## Reading text
========

The /setup skill walks you through Socratic questions to determine your stack (language, framework, testing approach, deployment target), then scaffolds and configures the project. It works with any language — Node/TypeScript is the recommended default for web projects, but the skill adapts to Python, Go, Rust, C/C++, and more.

What happens during setup:

Step What Happens
Discovery Socratic questions determine your stack, language, and project goals
Init Creates project structure and initializes git
Dependencies Installs tooling appropriate for your stack
Scripts Copies enforcement scripts into scripts/
Hooks Sets up pre-commit and pre-push git hooks
Configs Copies linter, formatter, and environment configs
CLAUDE.md Generates tailored CLAUDE.md files for global and project scope

Works on macOS, Linux, and Windows.

3. Start building

git add -A && git commit -m "Initial project setup"

The pre-commit hook runs automatically. If everything passes, your harness is active.

========

## Listed records
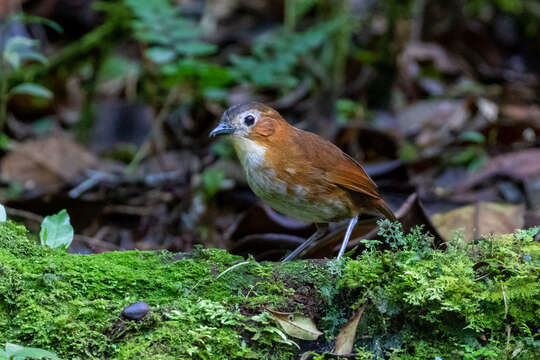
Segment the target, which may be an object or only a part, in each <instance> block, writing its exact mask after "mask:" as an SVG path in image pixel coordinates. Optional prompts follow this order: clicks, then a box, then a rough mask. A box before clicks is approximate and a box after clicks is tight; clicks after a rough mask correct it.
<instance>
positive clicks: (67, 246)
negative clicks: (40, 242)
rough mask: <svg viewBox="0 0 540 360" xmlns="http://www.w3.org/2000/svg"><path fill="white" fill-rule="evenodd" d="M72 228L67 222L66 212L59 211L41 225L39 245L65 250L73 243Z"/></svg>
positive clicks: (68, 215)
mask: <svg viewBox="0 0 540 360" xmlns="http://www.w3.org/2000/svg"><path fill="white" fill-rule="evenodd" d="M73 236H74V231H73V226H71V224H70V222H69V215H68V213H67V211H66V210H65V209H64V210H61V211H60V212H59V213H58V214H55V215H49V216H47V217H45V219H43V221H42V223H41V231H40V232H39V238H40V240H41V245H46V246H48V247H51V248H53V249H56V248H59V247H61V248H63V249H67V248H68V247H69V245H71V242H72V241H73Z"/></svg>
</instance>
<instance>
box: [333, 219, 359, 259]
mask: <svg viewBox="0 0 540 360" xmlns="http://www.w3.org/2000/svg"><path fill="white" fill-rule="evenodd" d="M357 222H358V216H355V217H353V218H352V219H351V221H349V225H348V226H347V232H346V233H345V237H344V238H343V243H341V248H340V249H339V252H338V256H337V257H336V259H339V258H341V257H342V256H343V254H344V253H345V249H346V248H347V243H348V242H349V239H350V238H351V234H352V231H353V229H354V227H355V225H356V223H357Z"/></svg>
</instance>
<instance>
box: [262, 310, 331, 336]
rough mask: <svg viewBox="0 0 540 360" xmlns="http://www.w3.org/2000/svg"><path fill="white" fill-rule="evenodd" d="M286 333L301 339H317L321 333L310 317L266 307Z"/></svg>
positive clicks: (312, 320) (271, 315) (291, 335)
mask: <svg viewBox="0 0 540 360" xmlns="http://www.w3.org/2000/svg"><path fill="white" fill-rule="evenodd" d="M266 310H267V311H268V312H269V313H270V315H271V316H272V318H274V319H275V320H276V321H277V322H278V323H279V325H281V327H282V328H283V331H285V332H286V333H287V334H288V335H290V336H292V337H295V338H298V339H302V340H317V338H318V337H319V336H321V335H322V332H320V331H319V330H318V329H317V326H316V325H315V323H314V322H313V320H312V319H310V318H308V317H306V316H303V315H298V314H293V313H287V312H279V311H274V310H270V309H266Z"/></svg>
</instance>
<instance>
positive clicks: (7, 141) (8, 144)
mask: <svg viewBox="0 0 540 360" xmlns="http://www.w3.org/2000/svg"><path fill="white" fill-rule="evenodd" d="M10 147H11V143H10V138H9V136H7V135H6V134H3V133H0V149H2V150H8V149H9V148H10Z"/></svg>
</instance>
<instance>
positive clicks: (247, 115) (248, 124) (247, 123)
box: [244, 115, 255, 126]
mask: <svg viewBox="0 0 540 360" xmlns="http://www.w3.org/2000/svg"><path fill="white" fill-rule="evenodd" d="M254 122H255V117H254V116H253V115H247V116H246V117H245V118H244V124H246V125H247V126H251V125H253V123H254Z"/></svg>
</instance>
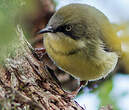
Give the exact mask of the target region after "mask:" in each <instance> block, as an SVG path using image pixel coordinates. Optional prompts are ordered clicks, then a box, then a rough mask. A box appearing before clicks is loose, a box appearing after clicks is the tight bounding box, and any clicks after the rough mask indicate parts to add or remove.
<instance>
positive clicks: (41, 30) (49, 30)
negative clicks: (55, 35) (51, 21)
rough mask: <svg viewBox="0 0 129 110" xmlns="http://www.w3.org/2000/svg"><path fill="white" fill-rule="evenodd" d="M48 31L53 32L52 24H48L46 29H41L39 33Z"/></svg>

========

## Work to complete
(a) Repeat the part of the text on the /setup skill from "What happens during" to "Linux, and Windows.".
(b) Decide whether each statement agrees with the text on the /setup skill: (i) the skill works only with Node/TypeScript projects; (ii) the Hooks step sets up pre-commit and pre-push git hooks; (iii) the skill runs on macOS and Linux but not on Windows. Answer yes or no for each, quoting the deciding words.

## Expected responses
(a)
What happens during setup:

Step What Happens
Discovery Socratic questions determine your stack, language, and project goals
Init Creates project structure and initializes git
Dependencies Installs tooling appropriate for your stack
Scripts Copies enforcement scripts into scripts/
Hooks Sets up pre-commit and pre-push git hooks
Configs Copies linter, formatter, and environment configs
CLAUDE.md Generates tailored CLAUDE.md files for global and project scope

Works on macOS, Linux, and Windows.

(b)
(i) No: "It works with any language — Node/TypeScript is the recommended default for web projects, but the skill adapts to Python, Go, Rust, C/C++, and more."
(ii) Yes: "Hooks Sets up pre-commit and pre-push git hooks"
(iii) No: "Works on macOS, Linux, and Windows."